Exercise prompt: Count the lines in the entries below that contain the string "hand", with case counting, and give only the number.

Data shown:
.....

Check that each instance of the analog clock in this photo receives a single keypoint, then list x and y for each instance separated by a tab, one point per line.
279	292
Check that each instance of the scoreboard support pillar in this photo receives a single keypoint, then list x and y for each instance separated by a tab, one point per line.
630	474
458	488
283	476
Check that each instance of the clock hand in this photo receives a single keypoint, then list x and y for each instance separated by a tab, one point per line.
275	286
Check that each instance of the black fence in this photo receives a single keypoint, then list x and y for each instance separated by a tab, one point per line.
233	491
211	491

.....

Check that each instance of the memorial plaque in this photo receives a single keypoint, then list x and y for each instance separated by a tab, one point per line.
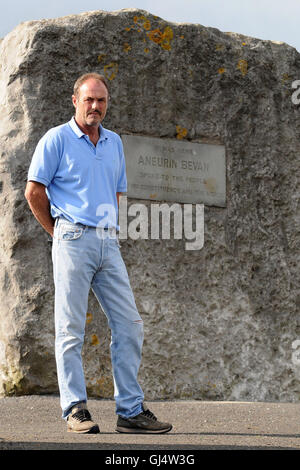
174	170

.....

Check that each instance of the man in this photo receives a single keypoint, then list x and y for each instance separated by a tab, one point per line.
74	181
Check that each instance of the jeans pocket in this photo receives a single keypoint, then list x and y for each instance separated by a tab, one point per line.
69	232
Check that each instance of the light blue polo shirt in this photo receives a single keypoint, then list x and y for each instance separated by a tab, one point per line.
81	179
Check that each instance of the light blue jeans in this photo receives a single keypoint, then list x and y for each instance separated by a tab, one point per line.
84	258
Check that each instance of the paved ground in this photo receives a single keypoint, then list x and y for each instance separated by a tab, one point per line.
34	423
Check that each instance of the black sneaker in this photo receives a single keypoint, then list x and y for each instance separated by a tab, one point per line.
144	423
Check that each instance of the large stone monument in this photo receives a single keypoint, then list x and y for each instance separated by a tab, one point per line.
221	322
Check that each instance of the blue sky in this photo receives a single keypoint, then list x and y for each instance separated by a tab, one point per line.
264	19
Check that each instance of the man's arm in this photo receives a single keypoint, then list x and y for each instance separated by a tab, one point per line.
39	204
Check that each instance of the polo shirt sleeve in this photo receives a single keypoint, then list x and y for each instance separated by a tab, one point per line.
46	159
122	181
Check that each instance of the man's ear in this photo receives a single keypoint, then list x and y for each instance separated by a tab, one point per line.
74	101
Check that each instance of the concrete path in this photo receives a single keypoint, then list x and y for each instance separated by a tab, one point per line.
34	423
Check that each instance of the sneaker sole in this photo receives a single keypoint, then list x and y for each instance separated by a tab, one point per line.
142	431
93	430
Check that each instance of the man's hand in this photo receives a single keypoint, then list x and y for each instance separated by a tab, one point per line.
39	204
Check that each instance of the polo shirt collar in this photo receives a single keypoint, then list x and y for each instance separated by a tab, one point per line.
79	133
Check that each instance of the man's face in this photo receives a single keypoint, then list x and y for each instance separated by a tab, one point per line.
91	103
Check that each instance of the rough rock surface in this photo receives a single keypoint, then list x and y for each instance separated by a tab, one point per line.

.....

Full response: 2